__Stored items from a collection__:
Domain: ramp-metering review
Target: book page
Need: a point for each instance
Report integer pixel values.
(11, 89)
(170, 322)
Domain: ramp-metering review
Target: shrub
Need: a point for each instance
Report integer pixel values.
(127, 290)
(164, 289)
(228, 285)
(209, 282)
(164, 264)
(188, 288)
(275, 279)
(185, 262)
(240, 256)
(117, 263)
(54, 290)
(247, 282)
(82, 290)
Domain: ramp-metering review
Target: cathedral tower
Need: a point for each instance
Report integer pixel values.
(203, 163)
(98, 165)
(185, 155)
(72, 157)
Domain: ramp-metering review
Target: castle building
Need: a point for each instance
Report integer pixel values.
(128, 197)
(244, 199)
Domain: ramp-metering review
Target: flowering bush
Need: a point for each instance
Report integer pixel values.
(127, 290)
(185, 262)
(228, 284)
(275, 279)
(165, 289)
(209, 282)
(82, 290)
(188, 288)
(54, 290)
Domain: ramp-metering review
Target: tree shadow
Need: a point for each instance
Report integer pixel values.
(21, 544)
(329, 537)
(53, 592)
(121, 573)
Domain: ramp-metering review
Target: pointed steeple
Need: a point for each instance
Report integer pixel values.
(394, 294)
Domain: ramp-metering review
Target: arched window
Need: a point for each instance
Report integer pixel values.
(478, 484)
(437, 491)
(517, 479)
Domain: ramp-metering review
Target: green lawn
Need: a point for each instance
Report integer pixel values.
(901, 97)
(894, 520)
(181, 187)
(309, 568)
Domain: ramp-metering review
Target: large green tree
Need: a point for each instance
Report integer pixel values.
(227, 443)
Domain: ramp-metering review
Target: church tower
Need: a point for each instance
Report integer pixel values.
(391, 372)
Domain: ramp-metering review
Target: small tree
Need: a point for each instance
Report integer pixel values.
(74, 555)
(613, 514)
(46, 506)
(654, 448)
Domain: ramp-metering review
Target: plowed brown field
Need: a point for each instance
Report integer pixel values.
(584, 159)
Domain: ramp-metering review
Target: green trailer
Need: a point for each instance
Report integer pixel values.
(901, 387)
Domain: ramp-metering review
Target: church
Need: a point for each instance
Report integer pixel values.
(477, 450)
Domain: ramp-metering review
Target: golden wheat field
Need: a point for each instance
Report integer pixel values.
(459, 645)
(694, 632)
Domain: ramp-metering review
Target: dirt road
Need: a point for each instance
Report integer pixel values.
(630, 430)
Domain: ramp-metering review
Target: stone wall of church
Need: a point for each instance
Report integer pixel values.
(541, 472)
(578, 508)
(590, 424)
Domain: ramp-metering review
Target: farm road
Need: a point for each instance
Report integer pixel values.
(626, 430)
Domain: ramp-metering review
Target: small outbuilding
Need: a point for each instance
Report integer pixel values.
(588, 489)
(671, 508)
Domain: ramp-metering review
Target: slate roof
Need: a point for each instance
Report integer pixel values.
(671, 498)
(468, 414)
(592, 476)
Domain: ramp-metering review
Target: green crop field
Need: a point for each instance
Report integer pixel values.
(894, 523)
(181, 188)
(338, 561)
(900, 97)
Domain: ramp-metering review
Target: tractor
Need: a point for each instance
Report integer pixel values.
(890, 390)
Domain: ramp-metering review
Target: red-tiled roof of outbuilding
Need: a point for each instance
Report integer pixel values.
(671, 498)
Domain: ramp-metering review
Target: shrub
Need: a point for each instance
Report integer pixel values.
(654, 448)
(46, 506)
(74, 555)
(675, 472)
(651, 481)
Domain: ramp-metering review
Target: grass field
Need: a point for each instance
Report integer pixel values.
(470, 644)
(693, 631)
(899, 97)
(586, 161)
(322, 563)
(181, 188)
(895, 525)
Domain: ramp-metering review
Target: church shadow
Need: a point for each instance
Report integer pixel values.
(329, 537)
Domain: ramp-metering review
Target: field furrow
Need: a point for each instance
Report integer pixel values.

__Try it__: Scan the records above for lines with the word "green", then say how many there are, giving the number alone.

__Task solution__: 4